DIRECTIVE: Write out the rows below again, switching every "photo" to "image" and leaving everything else unchanged.

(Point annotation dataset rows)
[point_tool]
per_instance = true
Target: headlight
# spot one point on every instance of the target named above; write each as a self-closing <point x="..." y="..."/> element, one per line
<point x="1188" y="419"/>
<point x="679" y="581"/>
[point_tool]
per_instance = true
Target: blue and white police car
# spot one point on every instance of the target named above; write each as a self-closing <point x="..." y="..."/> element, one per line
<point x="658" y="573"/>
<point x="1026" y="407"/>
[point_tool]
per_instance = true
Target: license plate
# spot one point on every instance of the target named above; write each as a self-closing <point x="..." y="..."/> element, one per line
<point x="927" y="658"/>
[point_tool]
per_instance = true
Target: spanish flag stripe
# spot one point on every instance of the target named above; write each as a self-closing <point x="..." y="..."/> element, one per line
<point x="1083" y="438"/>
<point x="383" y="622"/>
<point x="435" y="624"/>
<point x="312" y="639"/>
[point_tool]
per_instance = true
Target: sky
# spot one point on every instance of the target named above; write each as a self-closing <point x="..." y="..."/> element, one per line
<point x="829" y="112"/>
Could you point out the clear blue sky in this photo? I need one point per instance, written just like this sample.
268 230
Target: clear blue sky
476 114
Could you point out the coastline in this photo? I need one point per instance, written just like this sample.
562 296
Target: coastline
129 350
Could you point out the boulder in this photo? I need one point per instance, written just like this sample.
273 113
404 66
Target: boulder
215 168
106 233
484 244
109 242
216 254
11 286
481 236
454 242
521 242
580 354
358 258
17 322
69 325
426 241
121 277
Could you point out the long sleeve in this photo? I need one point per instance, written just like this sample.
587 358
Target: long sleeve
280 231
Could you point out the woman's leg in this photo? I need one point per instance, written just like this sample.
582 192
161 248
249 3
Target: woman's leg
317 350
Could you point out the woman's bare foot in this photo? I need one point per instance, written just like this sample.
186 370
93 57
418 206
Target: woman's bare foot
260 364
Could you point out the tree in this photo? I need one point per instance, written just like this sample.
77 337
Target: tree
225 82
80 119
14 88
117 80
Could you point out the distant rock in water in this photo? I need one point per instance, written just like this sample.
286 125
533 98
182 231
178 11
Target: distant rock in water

FULL RESPONSE:
[point_tool]
per_instance = true
Target: headlight
# spot one point on every instance of the target named above; write each as a self-closing <point x="..." y="..."/> element, one per line
<point x="1188" y="419"/>
<point x="679" y="581"/>
[point_tool]
per_instance = true
Target: blue and white police car
# spot one point on every instance of the target named above; write each as a self-closing <point x="..." y="..."/> element, one per line
<point x="658" y="573"/>
<point x="1026" y="407"/>
[point_tool]
per_instance = true
Target: license plate
# spot one point on every instance of the target named above; write each as a self-closing <point x="..." y="..."/> element, one per line
<point x="927" y="658"/>
[point_tool]
per_instance = true
Target: spanish flag stripe
# spot one point on every instance of the target named above; write each as a self-closing <point x="..." y="..."/> element, one per line
<point x="1083" y="438"/>
<point x="383" y="622"/>
<point x="435" y="624"/>
<point x="312" y="639"/>
[point_tool]
per_instance = true
Target: sky
# spot one point on every instance of the target named above; write each as a self-closing <point x="..." y="..."/> element, one per line
<point x="829" y="112"/>
Could you point out the clear blue sky in this image? I need one point per instance, written just like this sample.
268 230
Target: clear blue sky
476 114
Could you point out the coastline in this image? I need one point per instance, written just like this sample.
562 296
Target: coastline
129 350
Could you point out the boulder in this image? I need one point per instance, written just like this sample.
273 113
404 66
Target: boulder
215 168
106 233
484 244
109 242
216 254
11 286
481 236
454 242
521 242
580 354
358 258
17 322
69 325
426 241
121 277
Could you point out the long sleeve in this image? I need one point per instance, written just like this sample.
587 358
Target: long sleeve
280 231
Could you point out the woman's leg in this image? I need one point per instance, written just like this sample.
582 192
161 248
249 3
Target: woman's leg
317 350
Could you point out the woman's bare foot in this image? I need one point per instance, written just like this sample.
186 370
93 57
418 206
Target: woman's bare foot
260 364
Could you point out the tree in this image? I need one point per instance, written just like this sample.
77 337
Target: tree
225 82
80 119
14 88
117 80
Could you point out the distant rock in water in this image? I need one point per instance, written just like this sample.
286 125
533 98
182 231
178 11
Target: distant rock in water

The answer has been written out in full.